What to work on => Copy the stretch from "I noticed that" through "of decimal places." in the text on maxspeed tagging below.

Page excerpt =>
On 5 Oct 2008, at 13:45, Ed Loach wrote:

I've not done much maxspeed tagging to date, for various reasons, but the main one is that Map Features says that maxspeed should be in km/h. Or more accurately looking at the history for the template for that section [1], the original conversion stated:
"{{{maxspeed:desc|Maximum speed, country-specific units}}"
And the revision 3 minutes later changed it to
"{{{maxspeed:desc|Maximum speed in km/h}}}"
With a description for the edit (from Pieren) of
"(restore metrics text, although it should be discussed)". I don’t know where to find the versions pre 2008 to find out what it said on older versions.
 
I noticed that “should be discussed” note, but don’t know where to look for that discussion. However, the decision to put in km/h has made a mess of the maxspeed tagging on UK roads, especially as there is both a conversion table in the wiki quoting whole numbers, and a multiplication factor to use. See for example Tagwatch [2] where the most common maxspeed is 48, followed by 30mph (the format I’ve been using), and lower down come 48.28, 48.28032, 48.27808 and 48.3. I’d also guess that the ways tagged as maxspeed=30 mean 30mph. If we had stayed with assumed country-specific units then the tagging would have been more consistent, easier for the user to tag, and not require a conversion to a random number of decimal places.

Stored data =>
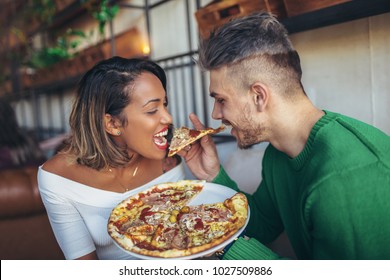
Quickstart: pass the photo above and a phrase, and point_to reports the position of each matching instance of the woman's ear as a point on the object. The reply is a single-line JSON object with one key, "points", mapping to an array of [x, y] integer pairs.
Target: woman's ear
{"points": [[111, 125], [260, 95]]}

Output for this exercise =>
I noticed that “should be discussed” note, but don’t know where to look for that discussion. However, the decision to put in km/h has made a mess of the maxspeed tagging on UK roads, especially as there is both a conversion table in the wiki quoting whole numbers, and a multiplication factor to use. See for example Tagwatch [2] where the most common maxspeed is 48, followed by 30mph (the format I’ve been using), and lower down come 48.28, 48.28032, 48.27808 and 48.3. I’d also guess that the ways tagged as maxspeed=30 mean 30mph. If we had stayed with assumed country-specific units then the tagging would have been more consistent, easier for the user to tag, and not require a conversion to a random number of decimal places.